PASSAGE:
***

The chief technology officer at Qrious, Christopher Laing, said software used in the Ingenum app was first developed to store clinical data and help predict livestock disease outbreaks.

However, once Qrious and other partners wanted to populate the software with data, they realised there was very little reliable data in New Zealand.

The app, which is a first of its kind for NZ, was developed to help in the quest to store reliable veterinary data, he said.

Livestock veterinarians are notoriously bad at writing up clinical notes, he said.

“We started building an app for vets that uses AI [artificial intelligence] to automate a bunch of the annoying stuff that they have to do each day, in particular invoicing. Often they write notes on a piece of paper and only submit it to someone for invoicing at the end of the week,” he said.

The Ingenum app uses AI that converts voice to text after a veterinarian speaks into their phone, he said.

“AI takes that [voice note] and produces an invoice. It will itemise everything you mentioned according to, for example, your prices per hour or for specific types of medicine. The invoice is then added to any invoicing system or practice management tool you use,” Laing said.

The app also produces a “really comprehensive clinical note” that can be edited by the veterinarian at a later stage, he said.

Such a clinical note will also be available on whatever practice management service a veterinary practice uses, he said.

The notes are fed into a larger database that stores data and can help model possible disease outbreaks, Laing said.

“The software inputs animal health data into a database, with an AI system that is constantly learning the pattern of animal health across the country.”

“It will [also] describe the last six months of history on farm, even if it was another vet in your practice.”

***

WHAT TO PRODUCE: Please rewrite the veterinary software passage from "However, once Qrious" up to and including "phone, he said.", putting "application" in place of "app" wherever it occurs.

MATERIAL PROVIDED:
***

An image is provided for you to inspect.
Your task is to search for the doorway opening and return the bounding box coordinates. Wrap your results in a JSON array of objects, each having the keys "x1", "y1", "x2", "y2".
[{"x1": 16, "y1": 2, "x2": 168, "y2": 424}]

***

ANSWER SECTION:
However, once Qrious and other partners wanted to populate the software with data, they realised there was very little reliable data in New Zealand.

The application, which is a first of its kind for NZ, was developed to help in the quest to store reliable veterinary data, he said.

Livestock veterinarians are notoriously bad at writing up clinical notes, he said.

“We started building an application for vets that uses AI [artificial intelligence] to automate a bunch of the annoying stuff that they have to do each day, in particular invoicing. Often they write notes on a piece of paper and only submit it to someone for invoicing at the end of the week,” he said.

The Ingenum application uses AI that converts voice to text after a veterinarian speaks into their phone, he said.